- GIVEN TEXT
◆ ◆ ◆ ◆
78. In other words, WASA promises only
to test homes that are believed by it to have lead service lines,
despite its admission that lead leaching can occur in homes without lead service lines.
79. WASA has stated that it will conduct
experimental anti-corrosion tests, using zinc phosphate, in certain
areas of Northwest Washington. But, it has also admitted that it has yet to develop a plan for prioritizing lead service
replacements. WASA has yet to provide bottled water to any District
residents affected by the lead in water crisis. The District is distributing Brita water filters, in spite of their
potential inadequacy at treating the lead, only to those people who
travel to one of the two current central distribution centers, and is
not delivering the filters door-to-door.
HARM TO PLAINTIFFS
80. Plaintiffs Amy Harding-Wright and
Alfonso Wright live in a home which, on information and belief, has a
lead water service line that connects from the main water supply pipe,
passes under city-owned property, and into their home. Prior to learning
of the possibility of lead in her home's tap water in mid-February 2004,
Plaintiff Harding-Wright consumed unfiltered water from water taps
within her home while pregnant with her daughter, Nina.
81. Plaintiffs Harding Wright and Wright
first learned of the potential for lead contamination of the potable
water when they received results of WASA-sponsored sampling of their
home's water by letter dated January 30, 2004. That letter reported
"first draw" lead sampling results of 187 ppb, and
"second draw" sampling results of 435 ppb. Despite these
alarming results, WASA representatives never personally contacted them
to warn them of the potential hazards of drinking water with such high
concentrations of lead. Indeed, they did not fully understand the
significance of these results until they saw local news media broadcast
reports regarding the lead crisis, roughly two weeks later.
82. Thus, because Plaintiffs Wright and
Harding-Wright were for a time unaware of the potential for lead
contamination, they took actions that unwittingly exposed their unborn
daughter to lead in excess of federal EPA safety limits. In addition,
the resale value of their home has been adversely affected by virtue of
the test results, which must, if not remediated, be reported to
potential buyers. They have been forced to purchase water filters to
treat contaminated water in their home before drinking it.
83. Plaintiffs Ellen Shaw and Pranav
Badhwar live in a house which, on information and belief, has a lead
water service line that connects from the main water supply pipe, passes
under city-owned property, and into their home. Prior to learning of the
possibility of lead in her home's tap water in mid-February 2004,
Plaintiff Shaw consumed unfiltered water from water taps within her home
while pregnant with her daughter Annika.
84. Plaintiffs Shaw and Badhwar first
learned of the potential for lead contamination of the potable water
delivered into her home by WASA on or about February 12, 2004, when the
local news media broadcast reports of the lead crisis. Recent tests of
the tap water in their home revealed the presence of lead on first draw
of 60 ppb, and second draw of 310 ppb.
85. Because Plaintiffs Shaw and Badhwar
were for a time unaware of the potential for lead contamination, they
took actions that unwittingly exposed their unborn daughter to lead in
excess of federal EPA safety limits. In addition, the resale value of
their home has been adversely affected by virtue of the test results,
which must, if not remediated, be reported to potential buyers. They
have been forced to purchase water filters to treat contaminated water
in their home before drinking it.
◆ ◆ ◆ ◆
- EXERCISE INSTRUCTIONS
**A)** From the lead-in-water text, list every person named as a plaintiff.
**B)** Answer these questions using the lead-in-water text.
(i) What substance will WASA use in its experimental anti-corrosion tests?
(ii) What was the date of the letter that gave Plaintiffs Harding-Wright and Wright their sampling results?
(iii) What was the second-draw lead result in the home of Plaintiffs Shaw and Badhwar?
◆ ◆ ◆ ◆
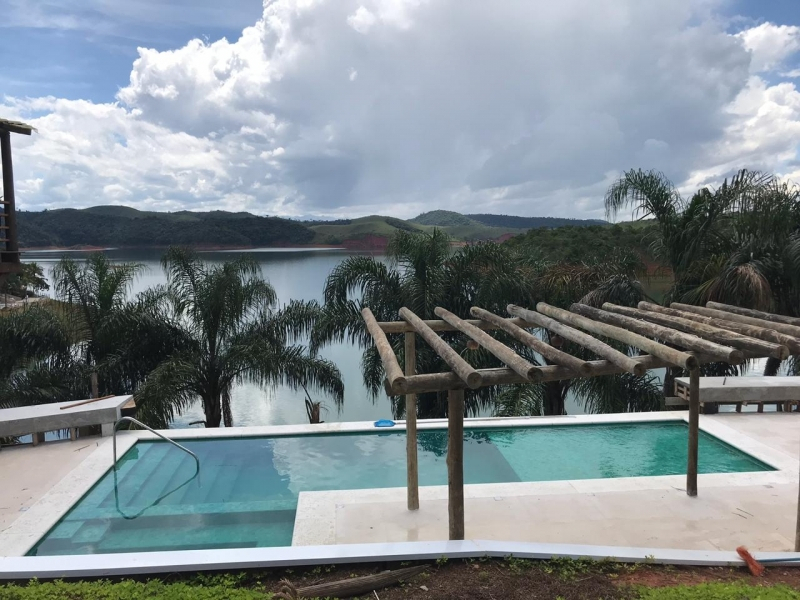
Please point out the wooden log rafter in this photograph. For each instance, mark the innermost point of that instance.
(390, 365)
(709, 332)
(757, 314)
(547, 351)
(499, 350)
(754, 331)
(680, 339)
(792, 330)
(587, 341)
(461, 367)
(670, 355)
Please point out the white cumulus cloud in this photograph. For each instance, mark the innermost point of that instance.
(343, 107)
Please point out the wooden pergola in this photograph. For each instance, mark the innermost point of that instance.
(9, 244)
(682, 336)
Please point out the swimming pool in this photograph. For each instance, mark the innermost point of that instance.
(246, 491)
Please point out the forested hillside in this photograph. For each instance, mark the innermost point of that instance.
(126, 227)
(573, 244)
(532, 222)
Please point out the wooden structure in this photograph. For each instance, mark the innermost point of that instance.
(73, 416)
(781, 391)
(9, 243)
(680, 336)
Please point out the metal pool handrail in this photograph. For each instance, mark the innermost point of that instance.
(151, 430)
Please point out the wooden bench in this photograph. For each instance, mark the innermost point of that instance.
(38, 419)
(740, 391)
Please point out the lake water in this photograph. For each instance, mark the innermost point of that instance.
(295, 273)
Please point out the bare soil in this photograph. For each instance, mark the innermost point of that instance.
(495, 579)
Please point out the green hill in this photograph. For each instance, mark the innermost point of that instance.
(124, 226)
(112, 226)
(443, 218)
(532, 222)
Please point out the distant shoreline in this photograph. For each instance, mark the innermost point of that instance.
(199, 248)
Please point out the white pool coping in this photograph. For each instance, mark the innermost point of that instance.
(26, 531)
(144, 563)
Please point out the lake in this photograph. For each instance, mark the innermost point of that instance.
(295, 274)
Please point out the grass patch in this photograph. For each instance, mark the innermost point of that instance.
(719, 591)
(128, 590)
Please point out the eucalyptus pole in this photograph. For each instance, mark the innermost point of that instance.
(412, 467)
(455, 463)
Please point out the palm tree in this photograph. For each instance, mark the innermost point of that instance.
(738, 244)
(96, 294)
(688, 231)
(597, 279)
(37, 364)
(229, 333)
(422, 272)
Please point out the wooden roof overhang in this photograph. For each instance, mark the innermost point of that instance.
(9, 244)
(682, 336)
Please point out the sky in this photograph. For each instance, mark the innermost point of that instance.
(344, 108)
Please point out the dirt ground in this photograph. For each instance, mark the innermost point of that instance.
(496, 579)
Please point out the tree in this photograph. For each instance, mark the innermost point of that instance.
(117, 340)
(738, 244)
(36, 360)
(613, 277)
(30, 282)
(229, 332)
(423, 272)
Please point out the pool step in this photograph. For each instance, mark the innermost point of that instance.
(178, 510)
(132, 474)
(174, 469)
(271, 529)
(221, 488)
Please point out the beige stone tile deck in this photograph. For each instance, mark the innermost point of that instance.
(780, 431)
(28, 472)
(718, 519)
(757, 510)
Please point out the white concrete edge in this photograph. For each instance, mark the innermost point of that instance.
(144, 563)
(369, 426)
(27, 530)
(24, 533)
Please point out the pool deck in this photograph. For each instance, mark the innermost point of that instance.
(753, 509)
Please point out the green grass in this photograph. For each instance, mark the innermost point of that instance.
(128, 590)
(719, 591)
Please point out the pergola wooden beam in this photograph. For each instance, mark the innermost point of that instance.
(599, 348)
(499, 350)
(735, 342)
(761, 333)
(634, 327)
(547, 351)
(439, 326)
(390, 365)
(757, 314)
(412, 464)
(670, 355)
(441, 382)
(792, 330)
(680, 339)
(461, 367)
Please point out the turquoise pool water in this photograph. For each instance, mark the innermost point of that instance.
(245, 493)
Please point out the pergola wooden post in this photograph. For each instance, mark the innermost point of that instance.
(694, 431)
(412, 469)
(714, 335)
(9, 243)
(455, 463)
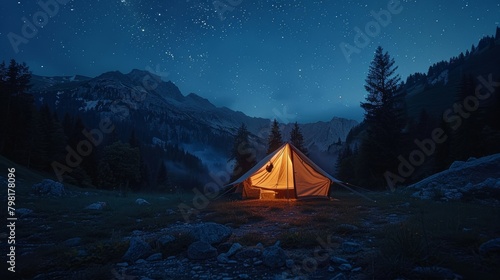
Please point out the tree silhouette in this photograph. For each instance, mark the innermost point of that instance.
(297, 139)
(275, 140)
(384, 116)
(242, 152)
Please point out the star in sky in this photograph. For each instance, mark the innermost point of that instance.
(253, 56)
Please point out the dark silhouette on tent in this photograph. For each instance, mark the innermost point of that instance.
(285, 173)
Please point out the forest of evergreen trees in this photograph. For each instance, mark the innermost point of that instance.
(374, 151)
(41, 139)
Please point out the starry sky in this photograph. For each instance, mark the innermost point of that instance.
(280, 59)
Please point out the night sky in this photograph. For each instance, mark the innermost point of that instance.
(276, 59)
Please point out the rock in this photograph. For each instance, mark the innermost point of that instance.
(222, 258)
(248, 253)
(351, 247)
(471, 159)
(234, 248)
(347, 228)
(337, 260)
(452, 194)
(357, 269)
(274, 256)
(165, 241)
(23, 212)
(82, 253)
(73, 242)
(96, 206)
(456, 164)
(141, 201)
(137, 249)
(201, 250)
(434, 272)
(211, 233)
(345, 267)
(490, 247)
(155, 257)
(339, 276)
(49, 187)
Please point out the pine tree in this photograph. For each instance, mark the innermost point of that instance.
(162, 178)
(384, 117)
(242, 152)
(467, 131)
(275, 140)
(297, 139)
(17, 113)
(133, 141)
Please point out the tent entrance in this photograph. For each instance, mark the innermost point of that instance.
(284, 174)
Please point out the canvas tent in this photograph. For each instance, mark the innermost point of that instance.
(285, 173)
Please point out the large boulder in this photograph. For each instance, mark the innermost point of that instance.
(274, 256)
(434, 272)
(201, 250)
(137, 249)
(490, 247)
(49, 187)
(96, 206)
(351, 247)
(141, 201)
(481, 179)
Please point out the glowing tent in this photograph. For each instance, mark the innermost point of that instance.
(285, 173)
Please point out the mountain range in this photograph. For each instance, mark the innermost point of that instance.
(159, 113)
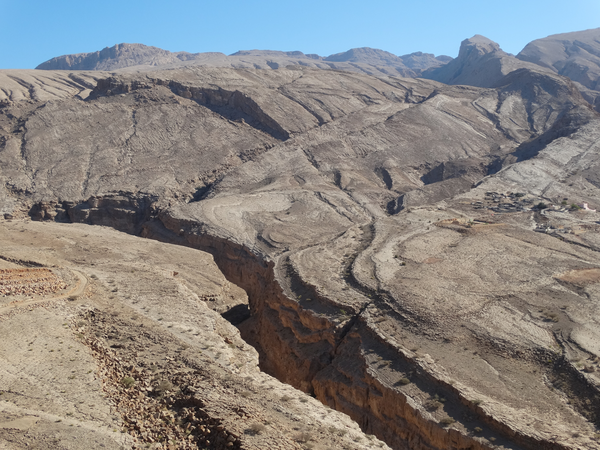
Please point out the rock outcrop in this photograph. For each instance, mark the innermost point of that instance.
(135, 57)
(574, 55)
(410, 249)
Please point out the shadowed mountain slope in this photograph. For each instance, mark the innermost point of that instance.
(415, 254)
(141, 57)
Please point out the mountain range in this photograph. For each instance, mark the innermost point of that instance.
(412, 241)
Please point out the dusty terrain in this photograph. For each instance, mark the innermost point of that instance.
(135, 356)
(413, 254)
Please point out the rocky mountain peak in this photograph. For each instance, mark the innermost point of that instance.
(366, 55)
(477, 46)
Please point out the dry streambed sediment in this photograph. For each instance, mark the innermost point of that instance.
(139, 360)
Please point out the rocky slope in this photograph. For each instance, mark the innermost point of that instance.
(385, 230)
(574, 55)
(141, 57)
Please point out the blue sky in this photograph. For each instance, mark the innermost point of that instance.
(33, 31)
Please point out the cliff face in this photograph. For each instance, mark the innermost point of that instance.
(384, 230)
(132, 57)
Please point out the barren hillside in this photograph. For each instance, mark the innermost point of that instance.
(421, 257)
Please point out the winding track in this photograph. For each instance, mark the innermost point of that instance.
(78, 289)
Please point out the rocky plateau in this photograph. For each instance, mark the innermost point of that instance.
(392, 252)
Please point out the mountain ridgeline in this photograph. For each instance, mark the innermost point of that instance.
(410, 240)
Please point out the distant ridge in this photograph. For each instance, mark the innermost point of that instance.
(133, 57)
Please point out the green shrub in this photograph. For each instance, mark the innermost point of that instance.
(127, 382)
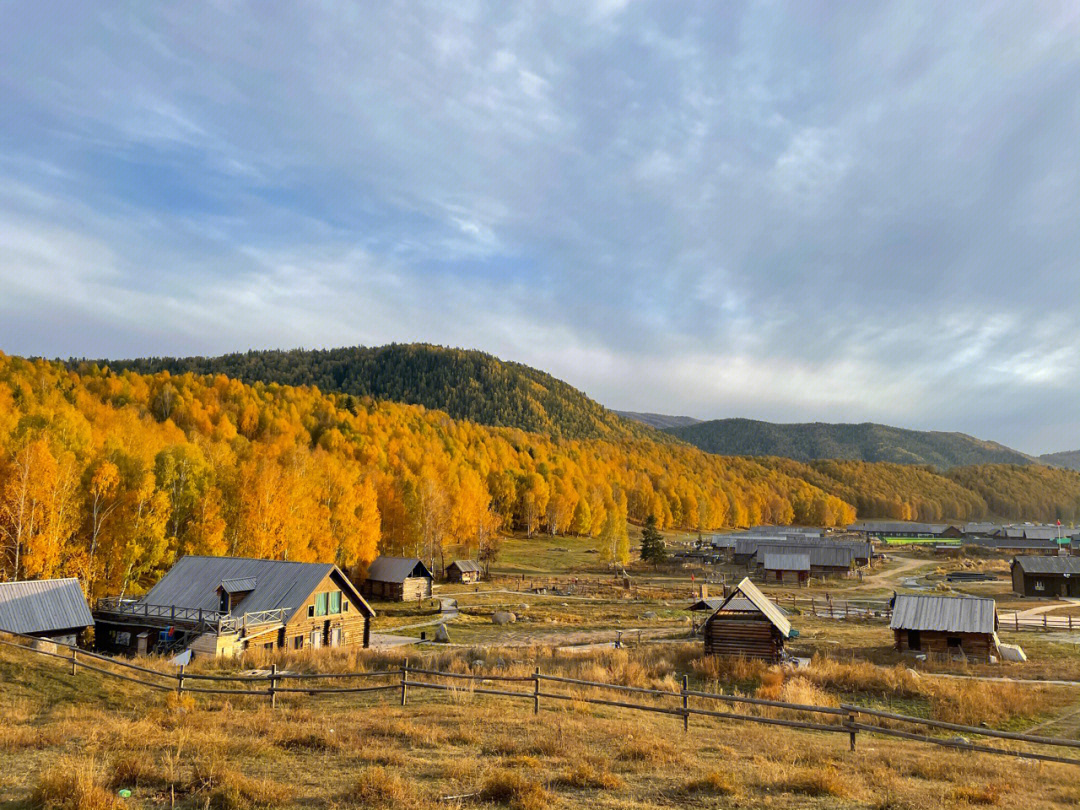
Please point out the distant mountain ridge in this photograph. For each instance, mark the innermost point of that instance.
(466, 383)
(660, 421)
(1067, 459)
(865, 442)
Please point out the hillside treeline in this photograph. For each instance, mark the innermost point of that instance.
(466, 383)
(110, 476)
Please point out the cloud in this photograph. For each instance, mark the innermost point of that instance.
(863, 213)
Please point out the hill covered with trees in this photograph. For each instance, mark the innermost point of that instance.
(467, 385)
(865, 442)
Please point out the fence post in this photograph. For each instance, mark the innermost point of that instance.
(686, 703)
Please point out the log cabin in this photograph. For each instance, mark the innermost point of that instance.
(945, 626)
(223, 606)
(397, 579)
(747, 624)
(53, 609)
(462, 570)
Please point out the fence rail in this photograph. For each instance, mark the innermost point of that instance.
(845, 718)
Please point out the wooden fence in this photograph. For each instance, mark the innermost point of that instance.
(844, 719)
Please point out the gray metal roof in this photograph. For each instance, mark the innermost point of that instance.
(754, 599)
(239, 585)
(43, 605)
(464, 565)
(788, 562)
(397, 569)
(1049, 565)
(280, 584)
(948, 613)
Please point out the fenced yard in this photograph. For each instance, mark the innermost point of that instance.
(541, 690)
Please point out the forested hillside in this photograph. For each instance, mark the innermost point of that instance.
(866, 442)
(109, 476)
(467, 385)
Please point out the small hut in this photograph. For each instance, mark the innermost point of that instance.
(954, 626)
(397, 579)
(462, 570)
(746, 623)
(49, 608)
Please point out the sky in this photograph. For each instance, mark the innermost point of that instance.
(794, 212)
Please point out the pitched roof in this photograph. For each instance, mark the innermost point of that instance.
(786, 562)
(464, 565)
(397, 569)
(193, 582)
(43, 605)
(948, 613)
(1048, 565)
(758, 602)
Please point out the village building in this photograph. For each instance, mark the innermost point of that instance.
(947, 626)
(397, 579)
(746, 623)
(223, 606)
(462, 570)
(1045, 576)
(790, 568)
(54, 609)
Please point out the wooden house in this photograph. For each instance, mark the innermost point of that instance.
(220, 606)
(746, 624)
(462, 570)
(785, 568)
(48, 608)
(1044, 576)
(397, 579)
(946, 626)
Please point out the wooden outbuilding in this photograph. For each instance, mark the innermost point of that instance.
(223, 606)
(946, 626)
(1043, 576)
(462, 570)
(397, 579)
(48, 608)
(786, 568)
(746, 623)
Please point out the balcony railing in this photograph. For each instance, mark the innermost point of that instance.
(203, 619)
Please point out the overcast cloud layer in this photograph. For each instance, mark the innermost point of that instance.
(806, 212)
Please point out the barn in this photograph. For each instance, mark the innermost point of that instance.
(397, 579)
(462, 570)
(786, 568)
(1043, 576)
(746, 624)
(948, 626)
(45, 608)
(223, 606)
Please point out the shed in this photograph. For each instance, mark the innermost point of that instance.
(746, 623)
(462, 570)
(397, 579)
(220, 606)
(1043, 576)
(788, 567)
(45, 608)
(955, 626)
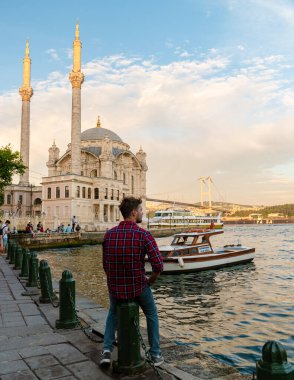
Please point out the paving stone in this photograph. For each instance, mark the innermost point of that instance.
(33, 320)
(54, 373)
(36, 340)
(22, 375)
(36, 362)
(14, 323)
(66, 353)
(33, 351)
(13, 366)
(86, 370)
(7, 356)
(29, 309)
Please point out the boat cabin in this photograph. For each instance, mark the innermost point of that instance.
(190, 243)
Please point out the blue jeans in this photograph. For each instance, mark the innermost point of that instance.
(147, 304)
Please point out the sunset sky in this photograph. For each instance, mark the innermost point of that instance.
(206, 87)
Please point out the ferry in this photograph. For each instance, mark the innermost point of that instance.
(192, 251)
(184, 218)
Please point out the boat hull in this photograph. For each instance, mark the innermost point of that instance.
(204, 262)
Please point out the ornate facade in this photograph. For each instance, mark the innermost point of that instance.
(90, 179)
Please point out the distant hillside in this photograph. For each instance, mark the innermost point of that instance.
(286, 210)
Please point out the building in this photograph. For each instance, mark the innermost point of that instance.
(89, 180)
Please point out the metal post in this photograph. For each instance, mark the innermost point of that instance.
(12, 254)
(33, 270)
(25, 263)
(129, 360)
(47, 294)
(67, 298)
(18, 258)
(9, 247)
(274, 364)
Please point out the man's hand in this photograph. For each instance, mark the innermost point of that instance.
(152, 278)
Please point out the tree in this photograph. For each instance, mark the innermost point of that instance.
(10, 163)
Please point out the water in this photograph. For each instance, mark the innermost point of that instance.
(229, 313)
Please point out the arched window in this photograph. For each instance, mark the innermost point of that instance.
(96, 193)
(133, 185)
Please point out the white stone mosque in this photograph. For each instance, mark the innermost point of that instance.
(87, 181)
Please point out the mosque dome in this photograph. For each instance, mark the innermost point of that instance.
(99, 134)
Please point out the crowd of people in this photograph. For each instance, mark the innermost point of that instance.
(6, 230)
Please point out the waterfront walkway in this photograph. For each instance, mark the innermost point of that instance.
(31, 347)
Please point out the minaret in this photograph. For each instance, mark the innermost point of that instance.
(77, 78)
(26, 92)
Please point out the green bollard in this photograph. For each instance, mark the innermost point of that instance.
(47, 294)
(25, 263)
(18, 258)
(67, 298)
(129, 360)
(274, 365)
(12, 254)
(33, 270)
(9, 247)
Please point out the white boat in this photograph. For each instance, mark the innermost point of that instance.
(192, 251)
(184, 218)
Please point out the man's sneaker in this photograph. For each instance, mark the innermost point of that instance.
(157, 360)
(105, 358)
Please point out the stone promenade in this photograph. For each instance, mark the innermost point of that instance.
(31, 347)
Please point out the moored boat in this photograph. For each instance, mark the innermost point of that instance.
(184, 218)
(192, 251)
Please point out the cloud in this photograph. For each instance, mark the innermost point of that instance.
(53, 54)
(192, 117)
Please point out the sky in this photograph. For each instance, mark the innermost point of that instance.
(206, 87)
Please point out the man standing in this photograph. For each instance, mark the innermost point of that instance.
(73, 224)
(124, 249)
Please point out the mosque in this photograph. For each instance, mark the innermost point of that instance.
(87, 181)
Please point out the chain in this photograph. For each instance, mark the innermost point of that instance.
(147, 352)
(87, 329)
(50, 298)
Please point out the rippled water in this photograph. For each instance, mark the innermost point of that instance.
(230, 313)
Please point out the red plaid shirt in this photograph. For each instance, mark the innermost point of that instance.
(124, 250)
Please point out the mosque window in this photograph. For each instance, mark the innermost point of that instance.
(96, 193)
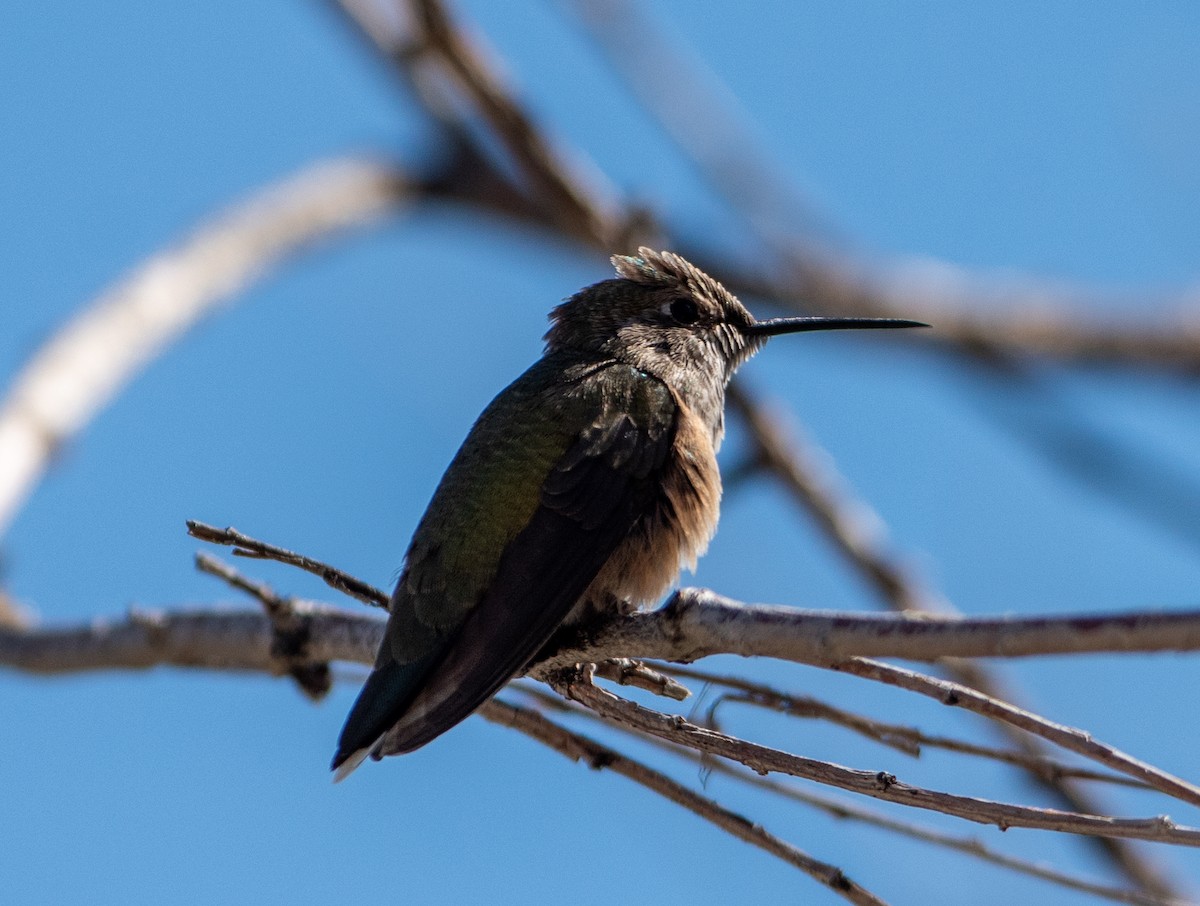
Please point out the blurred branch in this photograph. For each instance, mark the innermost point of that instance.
◆ ◆ ◆ ◆
- ANSWER SECTION
**A)**
Amy Harding-Wright
Alfonso Wright
Ellen Shaw
Pranav Badhwar

**B)**
(i) Zinc phosphate
(ii) January 30, 2004
(iii) 310 ppb